# START OF Supplied passage

I wanted to evaluate the integral
\begin{align*}
\int_0^\infty \frac{\arctan(x)}{\sqrt{x}(1+x^2)}\,dx=\frac{\pi^2}{4\sqrt{2}}-\frac{\pi \ln(2)}{2\sqrt{2}} \tag{1}
\end{align*}
I thought of using Feynman´s trick by considering the integral
$$
\begin{align*}
I(a)&=\int_0^\infty \frac{\arctan(ax)}{\sqrt{x}(1+x^2)}\,dx \tag{2}
\end{align*}
$$
Differentiating $(2)$ w.r. to $a$ we obtain:
\begin{align*}
I^\prime(a)&=\int_0^\infty \frac{x}{\sqrt{x}(1+x^2)(1+a^2x^2)}\,dx\\
&=\int_0^\infty \frac{x^{1/2}}{(1+x^2)(1+a^2x^2)}\,dx\\
&=\frac{1}{a^2-1}\left(a^2 \int_0^\infty \frac{x^{1/2}}{1+a^2x^2}\,dx-\int_0^\infty \frac{x^{1/2}}{1+x^2}\,dx\right)\\
&=\frac{1}{a^2-1}\left(\sqrt{a} \int_0^\infty \frac{x^{1/2}}{1+x^2}\,dx-\int_0^\infty \frac{x^{1/2}}{1+x^2}\,dx\right)\\
&=\frac{1}{a^2-1}\left(\frac{\sqrt{a}}{2} \int_0^\infty \frac{x^{-1/4}}{1+x}\,dx-\frac12\int_0^\infty \frac{x^{-1/4}}{1+x}\,dx\right)\\
&=\frac{\pi}{\sqrt{2}}\left( \frac{\sqrt{a}}{a^2-1}-\frac{1}{a^2-1}\right)\\
\end{align*}
Integrating back
\begin{align*}
I(a)&=\frac{\pi}{\sqrt{2}}\left( \int\frac{\sqrt{a}}{a^2-1}\,da-\int\frac{1}{a^2-1}\,da\right)\\
&=\frac{\pi}{\sqrt{2}}\left( \int\frac{1}{(1-a)(1+a)}\,da-\int\frac{\sqrt{a}}{(1-a)(1+a)}\,da\right)\\
&=\frac{\pi}{\sqrt{2}}\left(\frac12 \int\frac{da}{1-a}+\frac12 \int\frac{da}{1+a}-\frac12 \int\frac{\sqrt{a}}{1-a}\,da-\frac12 \int\frac{\sqrt{a}}{1+a}\,da\right)\\
&=\frac{\pi}{\sqrt{2}}\left(\frac12\ln\left(\frac{1+a}{1-a} \right)- \int\frac{u^2}{1-u^2}\,du- \int\frac{u^2}{1+u^2}\,du\right)\\
&=\frac{\pi}{\sqrt{2}}\left(\frac12\ln\left(\frac{1+a}{1-a} \right)+ \int\frac{u^2-1+1}{u^2-1}\,du- \int\frac{u^2+1-1}{u^2+1}\,du\right)\\
&=\frac{\pi}{\sqrt{2}}\left(\frac12\ln\left(\frac{1+a}{1-a} \right)- \int\frac{du}{1-u^2}+ \int\frac{du}{u^2+1}\right)\\
&=\frac{\pi}{\sqrt{2}}\left(\frac12\ln\left(\frac{1+a}{1-a} \right)- \frac12\ln\left(\frac{1+u}{1-u} \right)+ \arctan(u)+C\right)\\
&=\frac{\pi}{\sqrt{2}}\left(\frac12\ln\left(\frac{1+a}{1-a} \right)- \frac12\ln\left(\frac{1+\sqrt{a}}{1-\sqrt{a}} \right)+ \arctan\left(\sqrt{a}\right)+C\right)\\
&=\frac{\pi}{\sqrt{2}}\left(\operatorname{arctanh}(a)- \operatorname{arctanh}\left(\sqrt{a} \right)+ \arctan\left(\sqrt{a}\right)+C\right)\\
\end{align*}
Now, if we set $a=0$ in $(2)$ we find that $C=0$. Therefore
\begin{align*}
\int_0^\infty \frac{\arctan(ax)}{\sqrt{x}(1+x^2)}\,dx=\frac{\pi}{\sqrt{2}}\left(\operatorname{arctanh}(a)- \operatorname{arctanh}\left(\sqrt{a} \right)+ \arctan\left(\sqrt{a}\right)\right) \tag{3}
\end{align*}
Supposedly, we should now let $a \to 1$ in $(3)$ to find $(1)$, but for $\lim_{a \to 1} \operatorname{arctanh}(a) \to \infty$. Is there a way to fix this problem so Feynman´s trick is still applicable?

# END OF Supplied passage

> _Instruction A_: In the integral post above, what value is found for the constant C, and what substitution gives it?
> _Instruction B_: Extend the integral post above, picking up right after its final sentence.

# START OF Dataset excerpts

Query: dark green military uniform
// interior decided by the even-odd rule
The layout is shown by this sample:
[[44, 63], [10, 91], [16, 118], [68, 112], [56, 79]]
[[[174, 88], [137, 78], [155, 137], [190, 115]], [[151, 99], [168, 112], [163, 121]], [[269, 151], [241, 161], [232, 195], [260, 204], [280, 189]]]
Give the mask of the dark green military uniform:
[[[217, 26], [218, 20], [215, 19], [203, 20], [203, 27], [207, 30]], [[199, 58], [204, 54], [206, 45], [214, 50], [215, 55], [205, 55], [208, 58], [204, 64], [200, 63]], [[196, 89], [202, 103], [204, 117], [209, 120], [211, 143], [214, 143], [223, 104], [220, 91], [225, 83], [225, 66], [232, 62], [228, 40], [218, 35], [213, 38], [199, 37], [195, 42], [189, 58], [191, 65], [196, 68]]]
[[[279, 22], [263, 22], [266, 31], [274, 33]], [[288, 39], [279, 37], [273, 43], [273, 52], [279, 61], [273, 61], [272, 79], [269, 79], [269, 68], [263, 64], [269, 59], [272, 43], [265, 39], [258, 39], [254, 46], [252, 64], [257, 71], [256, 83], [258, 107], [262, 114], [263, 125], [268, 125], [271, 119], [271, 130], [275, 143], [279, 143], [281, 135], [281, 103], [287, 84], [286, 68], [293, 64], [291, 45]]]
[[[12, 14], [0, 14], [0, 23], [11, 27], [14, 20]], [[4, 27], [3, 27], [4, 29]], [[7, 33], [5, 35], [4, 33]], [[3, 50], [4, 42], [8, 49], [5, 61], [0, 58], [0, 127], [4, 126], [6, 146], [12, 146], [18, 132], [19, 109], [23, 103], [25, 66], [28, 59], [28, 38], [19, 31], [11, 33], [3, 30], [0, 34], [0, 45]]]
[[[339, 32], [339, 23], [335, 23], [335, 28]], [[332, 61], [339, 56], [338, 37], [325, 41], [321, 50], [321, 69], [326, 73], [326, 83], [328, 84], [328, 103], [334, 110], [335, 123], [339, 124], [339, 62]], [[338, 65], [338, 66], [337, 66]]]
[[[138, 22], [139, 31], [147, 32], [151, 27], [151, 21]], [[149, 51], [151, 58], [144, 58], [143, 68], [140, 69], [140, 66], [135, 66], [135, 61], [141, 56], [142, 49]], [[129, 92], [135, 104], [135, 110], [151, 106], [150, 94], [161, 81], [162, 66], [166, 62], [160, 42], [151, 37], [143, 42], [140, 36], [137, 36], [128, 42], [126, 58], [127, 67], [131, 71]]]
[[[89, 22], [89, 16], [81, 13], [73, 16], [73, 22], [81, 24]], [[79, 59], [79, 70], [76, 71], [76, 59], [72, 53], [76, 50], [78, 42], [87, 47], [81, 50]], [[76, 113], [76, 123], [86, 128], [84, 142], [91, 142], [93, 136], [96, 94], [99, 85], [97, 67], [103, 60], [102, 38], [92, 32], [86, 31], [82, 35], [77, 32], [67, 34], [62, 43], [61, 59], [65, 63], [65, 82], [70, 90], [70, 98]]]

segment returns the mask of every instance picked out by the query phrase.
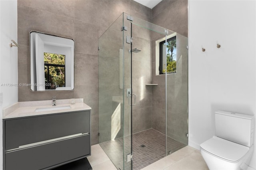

# END OF Dataset excerpts

> _Expected output A_: C = 0, found by setting a = 0 in (2).

> _Expected output B_:
To add a backgroud to the question. I was originally trying to solve the integral $\int_0^{\pi/2}\frac{x}{\sqrt{\tan(x)}}\,dx$. By a obvious change of variable we find that $\int_0^{\pi/2}\frac{x}{\sqrt{\tan(x)}}\,dx=\int_0^\infty \frac{\arctan(x)}{\sqrt{x}(1+x^2)}\,dx$.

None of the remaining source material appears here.